Excerpt from a dataset:
---+---

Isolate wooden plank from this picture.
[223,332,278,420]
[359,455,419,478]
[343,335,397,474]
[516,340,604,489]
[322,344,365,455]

---+---

REQUIREMENT:
Tally the lines in the entries above that contain the word "plank", and give only the number.

RESULT:
1